True Cloud Storage – Storage Spaces Direct

Let me start off by saying this is one of the most exciting new features in the next version of Windows Server. Prior to joining Microsoft, as a customer, I had been begging for this feature for years. Well, the product team has delivered – and in a big way. All of the testing I have performed on this has shown that this is a solid technology, with minimal performance overhead. You can expect to see near line-rate network speeds and full utilization of disk performance. It is as resilient as you would expect, and as flexible as you will need. Recently announced at Ignite 2015, Storage Spaces Direct (S2D) is available in the Server 2016.

The previous version of storage spaces relied on a shared SAS JBOD being connected to all storage nodes. While this helps reduce the cost of storage by replacing expensive SANs with less expensive SAS JBOD’s, it still is a higher cost than leveraging DAS for a few reasons: Dual-port SAS drives are required in order to provide redundant connectivity to the SAS backplane, the JBOD itself has additional cost, and the datacenter costs associated with the rack space, power, and cabling for the JBOD shelf. Storage Spaces Direct overcomes these hurdles by leveraging local disks in server chassis, thereby creating cloud storage out of the lowest cost hardware. You can finally leverage SATA SSD’s with Storage Spaces and still maintain redundancy and failover capabilities. Data is synchronously replicated to disks on other nodes of the cluster leveraging SMB3, meaning you can take advantage of SMB Multichannel and RDMA capable nics for maximum performance.

* Stated goal: Write the next part of the Storage Spaces Direct article, starting after its final sentence. The dataset items that come next can be left aside.

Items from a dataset
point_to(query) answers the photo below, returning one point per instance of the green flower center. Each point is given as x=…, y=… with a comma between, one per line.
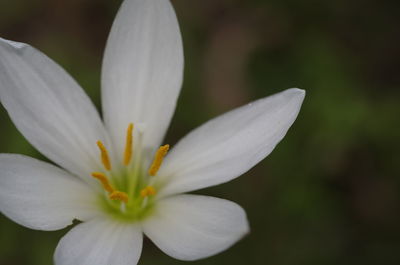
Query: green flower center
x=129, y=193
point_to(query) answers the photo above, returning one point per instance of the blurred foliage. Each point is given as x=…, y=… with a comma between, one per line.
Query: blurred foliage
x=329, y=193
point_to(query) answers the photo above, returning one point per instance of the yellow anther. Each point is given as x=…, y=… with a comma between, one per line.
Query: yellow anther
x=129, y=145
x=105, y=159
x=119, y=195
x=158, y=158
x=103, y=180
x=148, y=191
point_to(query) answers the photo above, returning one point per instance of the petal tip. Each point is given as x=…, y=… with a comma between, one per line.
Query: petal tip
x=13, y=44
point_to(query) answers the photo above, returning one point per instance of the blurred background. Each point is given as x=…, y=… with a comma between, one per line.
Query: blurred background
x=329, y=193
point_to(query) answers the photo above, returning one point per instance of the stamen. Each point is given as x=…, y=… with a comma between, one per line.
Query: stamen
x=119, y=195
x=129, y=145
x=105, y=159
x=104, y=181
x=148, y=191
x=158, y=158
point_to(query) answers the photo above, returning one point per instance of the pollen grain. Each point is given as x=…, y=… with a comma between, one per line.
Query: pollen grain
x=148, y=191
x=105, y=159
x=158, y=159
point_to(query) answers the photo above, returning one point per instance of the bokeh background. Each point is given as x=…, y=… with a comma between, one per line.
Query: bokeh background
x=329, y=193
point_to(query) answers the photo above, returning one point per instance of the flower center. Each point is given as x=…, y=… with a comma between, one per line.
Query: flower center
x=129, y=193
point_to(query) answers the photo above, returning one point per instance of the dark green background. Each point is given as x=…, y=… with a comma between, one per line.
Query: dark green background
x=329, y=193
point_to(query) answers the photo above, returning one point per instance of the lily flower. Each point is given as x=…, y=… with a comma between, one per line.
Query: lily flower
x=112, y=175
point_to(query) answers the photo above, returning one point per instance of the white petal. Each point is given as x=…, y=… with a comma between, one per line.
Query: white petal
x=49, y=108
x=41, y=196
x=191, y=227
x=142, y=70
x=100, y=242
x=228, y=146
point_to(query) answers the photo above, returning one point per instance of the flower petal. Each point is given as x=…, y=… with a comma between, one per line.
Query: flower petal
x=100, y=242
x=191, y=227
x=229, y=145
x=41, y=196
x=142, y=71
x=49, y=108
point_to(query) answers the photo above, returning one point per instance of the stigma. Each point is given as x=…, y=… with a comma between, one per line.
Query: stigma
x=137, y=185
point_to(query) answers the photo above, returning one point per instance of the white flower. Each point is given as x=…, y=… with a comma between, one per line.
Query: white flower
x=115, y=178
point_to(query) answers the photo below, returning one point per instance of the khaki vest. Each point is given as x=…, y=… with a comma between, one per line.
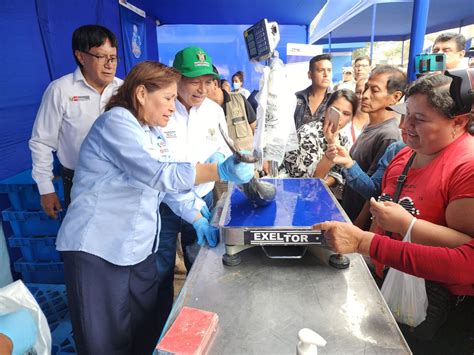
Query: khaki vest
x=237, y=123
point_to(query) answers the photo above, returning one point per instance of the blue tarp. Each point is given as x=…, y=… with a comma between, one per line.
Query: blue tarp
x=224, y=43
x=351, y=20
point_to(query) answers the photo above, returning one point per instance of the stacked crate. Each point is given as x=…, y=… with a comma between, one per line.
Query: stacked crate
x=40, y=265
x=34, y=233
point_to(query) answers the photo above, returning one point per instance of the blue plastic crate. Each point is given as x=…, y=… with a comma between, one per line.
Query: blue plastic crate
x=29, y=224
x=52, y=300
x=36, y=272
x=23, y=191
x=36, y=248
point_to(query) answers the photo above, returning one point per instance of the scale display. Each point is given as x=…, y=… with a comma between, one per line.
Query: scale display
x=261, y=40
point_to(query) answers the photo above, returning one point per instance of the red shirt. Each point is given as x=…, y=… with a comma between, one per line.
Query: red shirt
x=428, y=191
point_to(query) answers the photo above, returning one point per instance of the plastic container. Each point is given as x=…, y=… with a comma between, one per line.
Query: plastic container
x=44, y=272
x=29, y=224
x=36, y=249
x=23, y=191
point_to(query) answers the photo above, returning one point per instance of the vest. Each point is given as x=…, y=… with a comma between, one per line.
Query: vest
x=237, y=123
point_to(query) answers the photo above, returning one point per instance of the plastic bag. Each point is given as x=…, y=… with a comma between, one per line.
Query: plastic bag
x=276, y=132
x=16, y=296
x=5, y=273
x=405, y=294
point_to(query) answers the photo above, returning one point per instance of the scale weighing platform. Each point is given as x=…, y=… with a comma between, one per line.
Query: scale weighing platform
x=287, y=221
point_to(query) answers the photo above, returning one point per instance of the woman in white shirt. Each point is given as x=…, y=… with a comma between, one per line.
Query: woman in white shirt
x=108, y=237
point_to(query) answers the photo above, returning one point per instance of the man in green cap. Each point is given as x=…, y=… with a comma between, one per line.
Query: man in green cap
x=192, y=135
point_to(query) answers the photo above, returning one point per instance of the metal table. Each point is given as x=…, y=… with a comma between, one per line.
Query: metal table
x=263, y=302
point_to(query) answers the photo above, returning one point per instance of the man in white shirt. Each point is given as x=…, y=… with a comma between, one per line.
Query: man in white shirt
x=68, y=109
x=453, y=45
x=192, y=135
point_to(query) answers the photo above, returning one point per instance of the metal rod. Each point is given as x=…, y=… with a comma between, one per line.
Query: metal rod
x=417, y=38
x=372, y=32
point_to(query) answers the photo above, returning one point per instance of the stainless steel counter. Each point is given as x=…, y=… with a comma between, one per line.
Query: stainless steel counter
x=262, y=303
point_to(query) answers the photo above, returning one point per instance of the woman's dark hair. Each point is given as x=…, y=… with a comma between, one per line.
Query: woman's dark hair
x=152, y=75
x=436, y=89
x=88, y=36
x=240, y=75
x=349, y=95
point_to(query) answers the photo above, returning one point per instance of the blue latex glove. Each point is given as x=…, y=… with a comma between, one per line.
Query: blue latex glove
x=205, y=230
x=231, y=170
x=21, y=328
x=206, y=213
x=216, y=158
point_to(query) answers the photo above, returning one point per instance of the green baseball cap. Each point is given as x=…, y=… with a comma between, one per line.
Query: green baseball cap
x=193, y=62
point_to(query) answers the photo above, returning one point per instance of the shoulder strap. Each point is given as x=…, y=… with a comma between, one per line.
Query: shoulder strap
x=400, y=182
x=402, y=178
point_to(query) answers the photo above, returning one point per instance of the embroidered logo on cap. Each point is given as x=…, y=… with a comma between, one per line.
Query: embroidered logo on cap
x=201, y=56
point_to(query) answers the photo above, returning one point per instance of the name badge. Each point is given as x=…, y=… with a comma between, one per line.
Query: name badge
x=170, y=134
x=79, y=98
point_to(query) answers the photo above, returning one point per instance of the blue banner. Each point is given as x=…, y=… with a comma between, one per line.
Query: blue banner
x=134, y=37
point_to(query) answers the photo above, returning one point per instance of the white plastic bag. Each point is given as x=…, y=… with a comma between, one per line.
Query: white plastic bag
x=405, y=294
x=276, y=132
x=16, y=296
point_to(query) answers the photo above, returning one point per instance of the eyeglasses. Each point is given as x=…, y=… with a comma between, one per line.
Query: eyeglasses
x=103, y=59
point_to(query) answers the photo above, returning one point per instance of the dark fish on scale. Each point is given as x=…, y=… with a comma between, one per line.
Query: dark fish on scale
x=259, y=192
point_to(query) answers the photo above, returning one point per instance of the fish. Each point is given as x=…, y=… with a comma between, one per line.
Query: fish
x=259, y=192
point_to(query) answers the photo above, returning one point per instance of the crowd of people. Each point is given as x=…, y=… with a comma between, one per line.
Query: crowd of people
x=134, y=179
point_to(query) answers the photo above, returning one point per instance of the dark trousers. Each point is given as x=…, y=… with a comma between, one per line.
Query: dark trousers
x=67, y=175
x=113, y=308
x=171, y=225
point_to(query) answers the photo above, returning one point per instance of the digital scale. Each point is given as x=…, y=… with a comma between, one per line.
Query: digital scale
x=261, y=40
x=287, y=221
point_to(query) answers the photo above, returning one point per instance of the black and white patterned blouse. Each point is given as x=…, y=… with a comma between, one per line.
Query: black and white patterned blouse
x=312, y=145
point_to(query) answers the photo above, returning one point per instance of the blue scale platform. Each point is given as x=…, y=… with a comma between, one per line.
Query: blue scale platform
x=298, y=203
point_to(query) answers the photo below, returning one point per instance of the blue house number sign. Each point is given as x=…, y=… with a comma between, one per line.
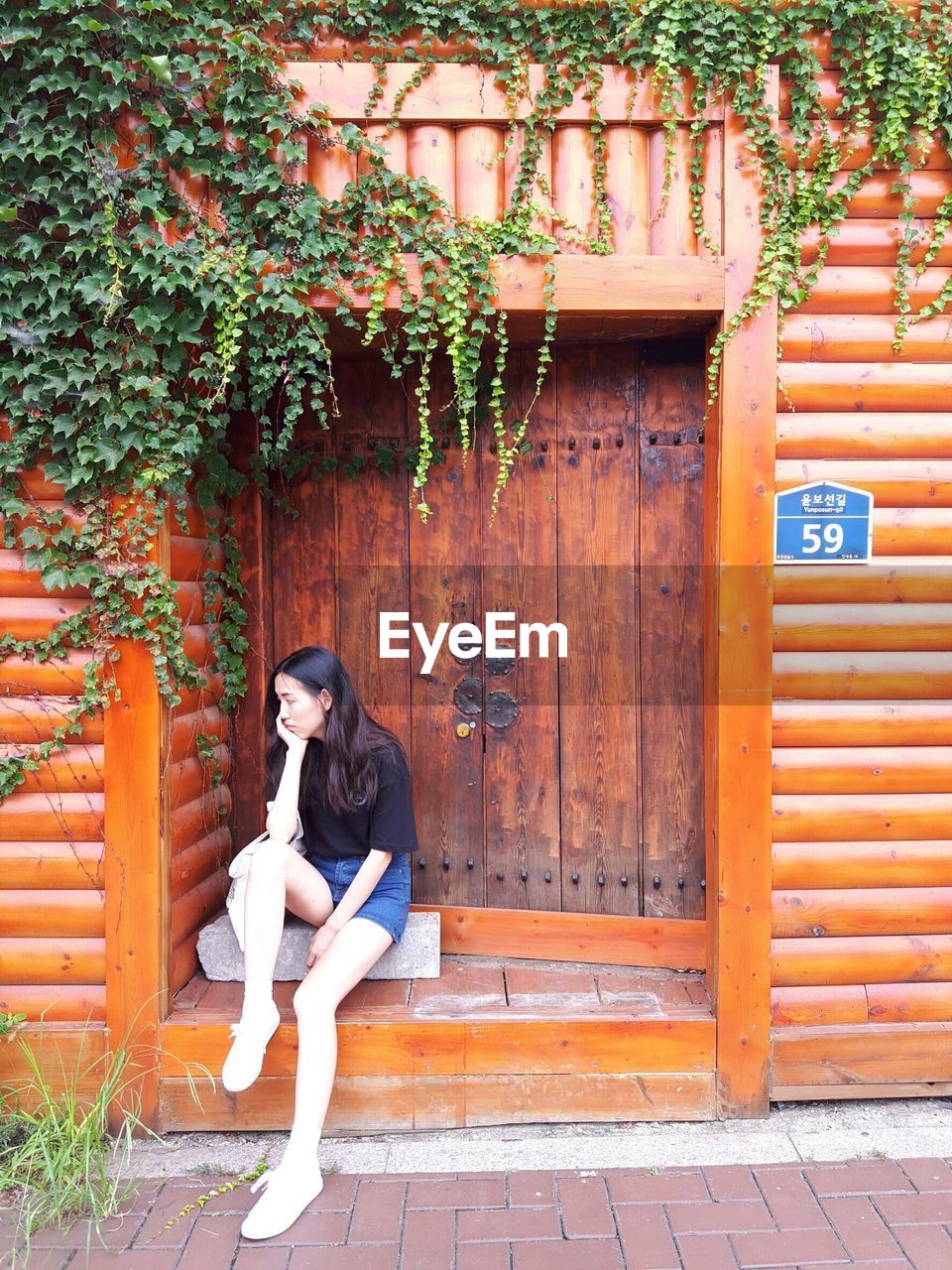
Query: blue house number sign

* Response below:
Here’s a quick look at a Storage Spaces Direct deployment in my lab:

Shared Nothing Storage Spaces

Storage Spaces Direct

Clustering creates virtual enclosures using the local disks in each storage node. Data is the automatically replicated and tiered according to the policy of the virtual disk. There are several recommendations for this release:

  • A minimum of 4 nodes is recommended to ensure availability of data in servicing and failure scenarios
  • 10Gbps network with RDMA is the recommended backplane between nodes
  • Three-way mirrored virtual disks are recommended
  • The server HBA must be capable of pass-through or JBOD mode

All of the other features you know and love about Storage Spaces work in conjunction with this feature. So how do we configure this? Powershell of course. Standard cluster configuration applies, and it’s assumed you have a working cluster, network configured, and disks ready to go. The process of configuring S2D has been streamlined to a single command in Server 2016: Enable-ClusterS2D. This command will scan all available storage on cluster nodes, add the physical disks to a new storage pool, and create two storage tiers based on the disk characteristics. Alternatively, you can manually create the storage pool and tiers by skipping the eligibility checks when enabling S2D.

Enable-ClusterS2D

We can confirm S2D has been enabled by looking at the cluster properties:

Get-Cluster | fl S2D*

Storage Spaces Direct Cluster Properties

And that enclosures have been created, and all disks are recognized by the cluster:

Disks and Enclosures

Disks and Enclosures

The storage pool and tiers should also now be visible, I chose to create mine manually (see my post on SSD’s and Storage Spaces Performance).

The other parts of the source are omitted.